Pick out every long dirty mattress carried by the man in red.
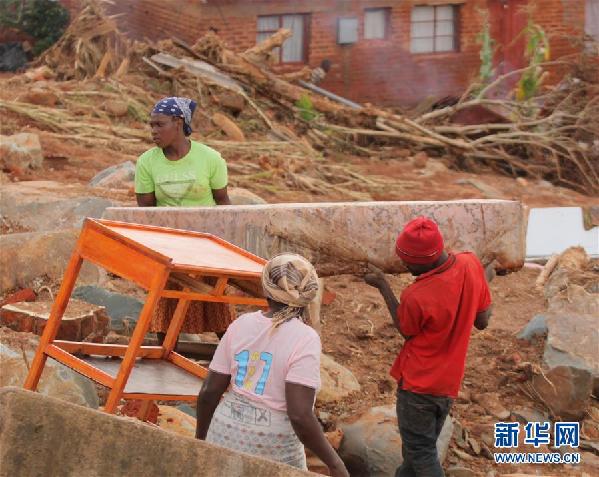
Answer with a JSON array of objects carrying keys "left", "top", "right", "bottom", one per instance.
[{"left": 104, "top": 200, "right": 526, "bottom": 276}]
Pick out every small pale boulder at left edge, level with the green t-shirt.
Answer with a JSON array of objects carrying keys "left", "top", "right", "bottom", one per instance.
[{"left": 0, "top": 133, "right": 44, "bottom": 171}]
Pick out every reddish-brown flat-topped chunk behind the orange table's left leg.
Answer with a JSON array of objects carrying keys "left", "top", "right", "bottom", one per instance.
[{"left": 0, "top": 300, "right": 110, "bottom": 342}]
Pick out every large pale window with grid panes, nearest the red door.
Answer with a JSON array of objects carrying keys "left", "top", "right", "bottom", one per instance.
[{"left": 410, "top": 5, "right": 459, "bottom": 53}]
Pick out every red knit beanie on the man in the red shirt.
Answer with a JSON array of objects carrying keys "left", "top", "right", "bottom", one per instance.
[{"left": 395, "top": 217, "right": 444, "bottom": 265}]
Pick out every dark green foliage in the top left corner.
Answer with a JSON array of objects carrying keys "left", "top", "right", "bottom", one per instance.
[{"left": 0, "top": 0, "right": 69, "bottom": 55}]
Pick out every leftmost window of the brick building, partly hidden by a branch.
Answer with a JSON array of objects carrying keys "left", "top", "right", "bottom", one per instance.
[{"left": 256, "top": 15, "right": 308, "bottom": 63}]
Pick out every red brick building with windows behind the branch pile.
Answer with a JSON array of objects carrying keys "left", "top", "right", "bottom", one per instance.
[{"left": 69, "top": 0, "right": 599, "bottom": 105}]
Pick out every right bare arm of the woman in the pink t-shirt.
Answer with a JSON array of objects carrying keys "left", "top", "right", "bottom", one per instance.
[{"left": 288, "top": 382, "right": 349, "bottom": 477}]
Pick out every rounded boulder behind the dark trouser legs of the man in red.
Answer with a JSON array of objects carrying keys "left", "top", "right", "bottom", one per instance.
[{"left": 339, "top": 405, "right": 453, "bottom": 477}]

——————

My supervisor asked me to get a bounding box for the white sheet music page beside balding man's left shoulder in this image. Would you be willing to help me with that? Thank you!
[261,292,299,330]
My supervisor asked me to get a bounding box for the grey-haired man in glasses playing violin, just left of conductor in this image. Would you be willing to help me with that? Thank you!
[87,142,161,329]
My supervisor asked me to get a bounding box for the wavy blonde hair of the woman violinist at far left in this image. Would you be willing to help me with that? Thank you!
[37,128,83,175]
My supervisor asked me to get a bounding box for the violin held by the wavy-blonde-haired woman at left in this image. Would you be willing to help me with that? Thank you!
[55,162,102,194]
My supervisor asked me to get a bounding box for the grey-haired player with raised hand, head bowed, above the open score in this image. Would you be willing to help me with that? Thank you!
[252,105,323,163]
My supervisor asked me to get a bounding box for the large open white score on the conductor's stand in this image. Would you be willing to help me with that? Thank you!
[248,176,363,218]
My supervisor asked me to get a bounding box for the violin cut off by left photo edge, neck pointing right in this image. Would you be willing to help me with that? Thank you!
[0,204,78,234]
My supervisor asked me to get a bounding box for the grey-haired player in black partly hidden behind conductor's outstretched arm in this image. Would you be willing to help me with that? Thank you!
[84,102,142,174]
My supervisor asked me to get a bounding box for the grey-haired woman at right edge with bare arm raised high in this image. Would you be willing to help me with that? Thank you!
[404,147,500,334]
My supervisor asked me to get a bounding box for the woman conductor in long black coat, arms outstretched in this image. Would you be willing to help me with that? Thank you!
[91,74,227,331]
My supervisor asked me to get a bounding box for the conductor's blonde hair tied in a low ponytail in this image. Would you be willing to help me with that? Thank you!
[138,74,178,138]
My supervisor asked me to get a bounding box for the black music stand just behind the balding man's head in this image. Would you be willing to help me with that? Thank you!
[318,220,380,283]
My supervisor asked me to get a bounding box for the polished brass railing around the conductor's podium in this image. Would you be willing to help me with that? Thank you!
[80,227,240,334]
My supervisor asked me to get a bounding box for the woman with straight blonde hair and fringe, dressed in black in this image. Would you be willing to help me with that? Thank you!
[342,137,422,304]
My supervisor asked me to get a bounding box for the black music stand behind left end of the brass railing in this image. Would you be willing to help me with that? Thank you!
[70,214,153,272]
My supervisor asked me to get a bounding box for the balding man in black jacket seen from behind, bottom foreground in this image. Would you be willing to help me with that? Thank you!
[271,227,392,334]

——————

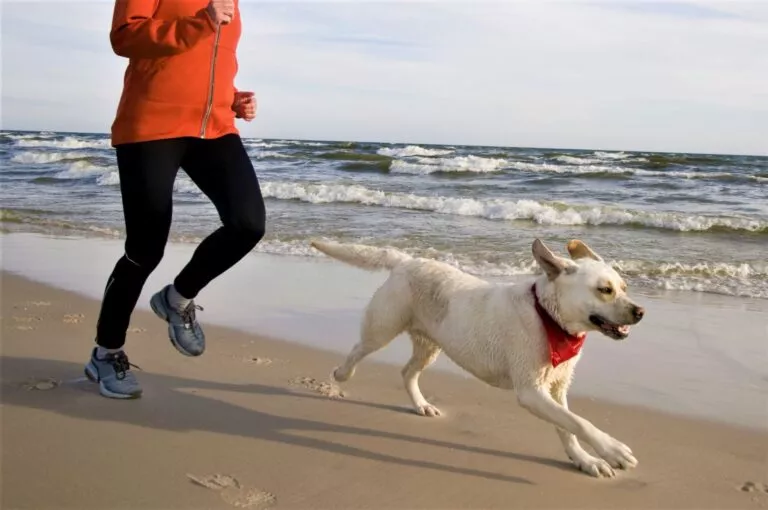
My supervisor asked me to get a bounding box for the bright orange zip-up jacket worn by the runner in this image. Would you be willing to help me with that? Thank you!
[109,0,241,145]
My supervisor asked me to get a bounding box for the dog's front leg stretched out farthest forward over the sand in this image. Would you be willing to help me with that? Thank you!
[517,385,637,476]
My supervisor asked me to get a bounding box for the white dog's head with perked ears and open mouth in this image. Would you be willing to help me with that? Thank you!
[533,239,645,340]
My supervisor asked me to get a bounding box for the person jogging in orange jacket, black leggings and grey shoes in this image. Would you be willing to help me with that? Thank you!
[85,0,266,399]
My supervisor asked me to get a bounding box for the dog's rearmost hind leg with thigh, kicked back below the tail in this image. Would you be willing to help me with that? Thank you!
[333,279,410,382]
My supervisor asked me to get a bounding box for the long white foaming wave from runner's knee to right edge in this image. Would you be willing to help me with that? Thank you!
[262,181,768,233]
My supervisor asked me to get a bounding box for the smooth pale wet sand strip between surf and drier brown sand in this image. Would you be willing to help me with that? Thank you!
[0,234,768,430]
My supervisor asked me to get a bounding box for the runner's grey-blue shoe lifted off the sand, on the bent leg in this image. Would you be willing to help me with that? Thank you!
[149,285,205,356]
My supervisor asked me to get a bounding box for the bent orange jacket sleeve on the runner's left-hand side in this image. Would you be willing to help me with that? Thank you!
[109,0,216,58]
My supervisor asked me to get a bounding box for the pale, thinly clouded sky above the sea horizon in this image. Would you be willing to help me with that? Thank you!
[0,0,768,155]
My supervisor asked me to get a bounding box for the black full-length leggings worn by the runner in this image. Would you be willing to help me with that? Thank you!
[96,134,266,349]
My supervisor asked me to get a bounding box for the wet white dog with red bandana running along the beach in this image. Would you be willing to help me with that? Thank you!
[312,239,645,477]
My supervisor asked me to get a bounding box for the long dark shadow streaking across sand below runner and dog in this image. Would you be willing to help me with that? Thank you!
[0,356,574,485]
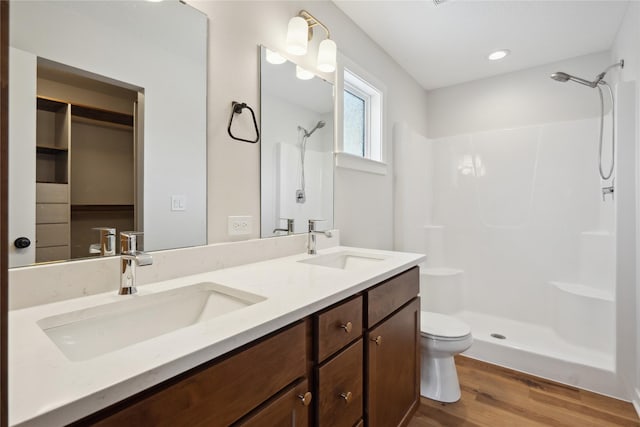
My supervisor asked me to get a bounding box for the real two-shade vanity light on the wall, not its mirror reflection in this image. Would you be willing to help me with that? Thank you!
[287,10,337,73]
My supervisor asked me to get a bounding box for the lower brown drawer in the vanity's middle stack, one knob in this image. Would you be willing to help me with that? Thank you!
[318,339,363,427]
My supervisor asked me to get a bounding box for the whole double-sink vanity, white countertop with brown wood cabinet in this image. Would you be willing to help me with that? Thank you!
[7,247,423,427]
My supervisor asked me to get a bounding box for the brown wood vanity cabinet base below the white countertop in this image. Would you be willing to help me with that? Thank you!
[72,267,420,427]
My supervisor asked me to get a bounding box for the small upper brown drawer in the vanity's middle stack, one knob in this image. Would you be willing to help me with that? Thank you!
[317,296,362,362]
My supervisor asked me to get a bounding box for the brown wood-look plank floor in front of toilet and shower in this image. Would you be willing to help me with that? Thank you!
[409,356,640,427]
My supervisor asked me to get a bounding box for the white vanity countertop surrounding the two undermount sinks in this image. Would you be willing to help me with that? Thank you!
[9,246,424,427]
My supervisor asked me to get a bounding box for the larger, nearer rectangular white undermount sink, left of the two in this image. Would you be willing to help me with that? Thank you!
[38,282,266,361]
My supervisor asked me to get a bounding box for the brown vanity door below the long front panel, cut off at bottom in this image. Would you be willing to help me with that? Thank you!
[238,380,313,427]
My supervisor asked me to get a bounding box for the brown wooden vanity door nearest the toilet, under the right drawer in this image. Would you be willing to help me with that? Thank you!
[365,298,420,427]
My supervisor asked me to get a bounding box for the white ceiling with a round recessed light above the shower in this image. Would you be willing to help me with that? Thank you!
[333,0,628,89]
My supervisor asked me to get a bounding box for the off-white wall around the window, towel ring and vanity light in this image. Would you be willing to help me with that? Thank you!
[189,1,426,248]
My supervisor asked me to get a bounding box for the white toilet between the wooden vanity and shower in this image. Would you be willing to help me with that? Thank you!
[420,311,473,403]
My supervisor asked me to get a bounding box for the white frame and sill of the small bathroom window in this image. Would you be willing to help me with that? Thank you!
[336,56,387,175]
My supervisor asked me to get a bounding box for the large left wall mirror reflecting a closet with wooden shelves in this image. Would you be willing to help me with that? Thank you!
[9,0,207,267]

——————

* **Try it**:
All pictures are to be skipped. Output, word for word, the lines in the data above starting at the line containing "Pick out every long" and ending at the line containing "Pick out every small".

* **Result for this task**:
Pick out every long dirty mattress carried by the man in red.
Answer with a JSON array of objects carrying keys "left", "top", "right", "bottom", one per instance.
[{"left": 104, "top": 200, "right": 526, "bottom": 276}]
Pick out every small pale boulder at left edge, level with the green t-shirt.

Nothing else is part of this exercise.